- [Directions]
• 1. In the ballpark trip account, where were Gabe and the writer's father waiting?
• 2. From the ballpark trip account, quote the passage starting at "The Trip Planner" and ending at "and Irish coffee.".
• 3. Write what comes next in the ballpark trip account, picking up after its final sentence.

- [Page excerpt]
# # # #

The Trip Planner told me to take the J to the 30 Stockton line to spare us the endless wait for the T line to the ballpark. It all sounded so sensible at the time. What Mr. Google doesn't know is that every Chinese granny from here to Canton has just shopped for fish, lugged a 20-lb sack of gutted carp onto the bus and merrily decamped for the Avenues, leaving behind briny, viscous puddles that prompted the same immediate response from every poor wretch who had the misfortune to board: What the holy fuck is that smell?!?!
We managed to get to the ballpark without puking. Zev said he was hungry, oh, 543 times or so. Lulu dropped her bracelet in the fish pond. I stuffed my muffin top back in my mom jeans and fantasized about hot dads and Irish coffee.
Lo and behold, Gabe and my pop (the inimitable worker's comp attorney and youth soccer coach Steve-o) were waiting for us under the palms in Willie Mays Plaza. Somebody had finally taken hedge-clippers to Steve-o Wolverine-style, midlife-crisis pompadour, resulting in an unfortunate fade + mullet that only looks good on teen rappers with gold teeth or actors on "The Wire." Gabe looked handsome and rested, which made me think he was either on drugs or having an affair with a coworker. Hmm.

# # # #

- [Data extract]
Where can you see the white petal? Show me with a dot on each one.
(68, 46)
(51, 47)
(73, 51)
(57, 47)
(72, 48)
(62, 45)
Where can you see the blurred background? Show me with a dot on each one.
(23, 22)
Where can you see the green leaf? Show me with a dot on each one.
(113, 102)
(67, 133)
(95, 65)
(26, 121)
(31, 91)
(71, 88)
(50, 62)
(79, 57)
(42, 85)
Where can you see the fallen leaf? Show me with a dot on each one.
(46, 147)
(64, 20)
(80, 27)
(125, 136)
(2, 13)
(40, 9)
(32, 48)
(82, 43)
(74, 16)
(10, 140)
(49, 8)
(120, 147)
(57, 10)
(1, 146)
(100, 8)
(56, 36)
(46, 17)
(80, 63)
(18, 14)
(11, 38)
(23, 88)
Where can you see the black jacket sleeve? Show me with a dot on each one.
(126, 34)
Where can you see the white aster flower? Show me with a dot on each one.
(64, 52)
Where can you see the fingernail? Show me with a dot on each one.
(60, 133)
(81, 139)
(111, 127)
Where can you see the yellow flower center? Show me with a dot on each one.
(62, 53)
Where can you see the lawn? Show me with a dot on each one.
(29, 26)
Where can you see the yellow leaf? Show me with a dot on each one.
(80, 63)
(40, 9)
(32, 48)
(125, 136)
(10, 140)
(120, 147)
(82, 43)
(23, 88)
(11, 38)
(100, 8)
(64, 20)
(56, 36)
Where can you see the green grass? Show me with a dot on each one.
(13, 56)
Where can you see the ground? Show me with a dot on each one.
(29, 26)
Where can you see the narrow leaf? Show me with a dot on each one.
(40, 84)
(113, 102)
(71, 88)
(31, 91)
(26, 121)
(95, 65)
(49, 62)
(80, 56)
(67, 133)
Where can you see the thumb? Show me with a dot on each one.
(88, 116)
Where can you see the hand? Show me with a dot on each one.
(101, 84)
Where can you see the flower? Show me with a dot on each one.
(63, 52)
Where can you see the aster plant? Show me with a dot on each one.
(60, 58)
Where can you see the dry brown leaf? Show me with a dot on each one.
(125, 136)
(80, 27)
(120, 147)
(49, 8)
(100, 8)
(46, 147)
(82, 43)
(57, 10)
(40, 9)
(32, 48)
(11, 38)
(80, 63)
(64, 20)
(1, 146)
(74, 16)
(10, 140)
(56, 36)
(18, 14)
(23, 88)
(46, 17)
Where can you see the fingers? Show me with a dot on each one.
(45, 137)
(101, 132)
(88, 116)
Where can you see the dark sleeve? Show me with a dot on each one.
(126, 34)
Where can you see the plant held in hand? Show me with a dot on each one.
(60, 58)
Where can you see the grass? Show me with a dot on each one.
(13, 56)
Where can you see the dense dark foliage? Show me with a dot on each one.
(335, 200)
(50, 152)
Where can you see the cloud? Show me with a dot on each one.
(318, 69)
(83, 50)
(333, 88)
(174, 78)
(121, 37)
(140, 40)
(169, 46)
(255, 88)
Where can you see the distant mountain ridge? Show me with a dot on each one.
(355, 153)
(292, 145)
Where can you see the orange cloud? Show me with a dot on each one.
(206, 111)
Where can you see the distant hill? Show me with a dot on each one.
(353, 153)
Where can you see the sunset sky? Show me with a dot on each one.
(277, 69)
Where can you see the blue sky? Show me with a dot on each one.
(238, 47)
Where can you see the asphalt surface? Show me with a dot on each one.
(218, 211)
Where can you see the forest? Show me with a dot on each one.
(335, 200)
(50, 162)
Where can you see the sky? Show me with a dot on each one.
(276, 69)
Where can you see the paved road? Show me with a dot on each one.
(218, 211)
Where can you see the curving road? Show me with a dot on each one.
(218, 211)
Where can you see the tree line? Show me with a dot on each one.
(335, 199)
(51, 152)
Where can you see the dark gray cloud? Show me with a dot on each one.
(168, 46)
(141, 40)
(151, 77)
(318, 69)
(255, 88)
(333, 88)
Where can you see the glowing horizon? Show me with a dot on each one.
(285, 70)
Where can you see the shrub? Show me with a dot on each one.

# # # #

- [Results for the exercise]
• 1. Under the palms in Willie Mays Plaza.

• 2.
The Trip Planner told me to take the J to the 30 Stockton line to spare us the endless wait for the T line to the ballpark. It all sounded so sensible at the time. What Mr. Google doesn't know is that every Chinese granny from here to Canton has just shopped for fish, lugged a 20-lb sack of gutted carp onto the bus and merrily decamped for the Avenues, leaving behind briny, viscous puddles that prompted the same immediate response from every poor wretch who had the misfortune to board: What the holy fuck is that smell?!?!
We managed to get to the ballpark without puking. Zev said he was hungry, oh, 543 times or so. Lulu dropped her bracelet in the fish pond. I stuffed my muffin top back in my mom jeans and fantasized about hot dads and Irish coffee.

• 3.
I immediately relinquished the children's sweaty hands and checked Facebook.
Steve-o brought his "special" seats. Why invest in new travel seat technology when you have vintage plastic foam seat pads advertising nefarious apartheid-era multinational banking giants? So what if they're full of moldy water, which has emerged from said pads like a nervous vole seeking freedom, bowing to the pressure of our fat asses and created a river running down all of row 21 of section 136, soaking (and freezing) the butts of all who dared rest their poor unsuspecting asses there? Are you a real fan or a wuss?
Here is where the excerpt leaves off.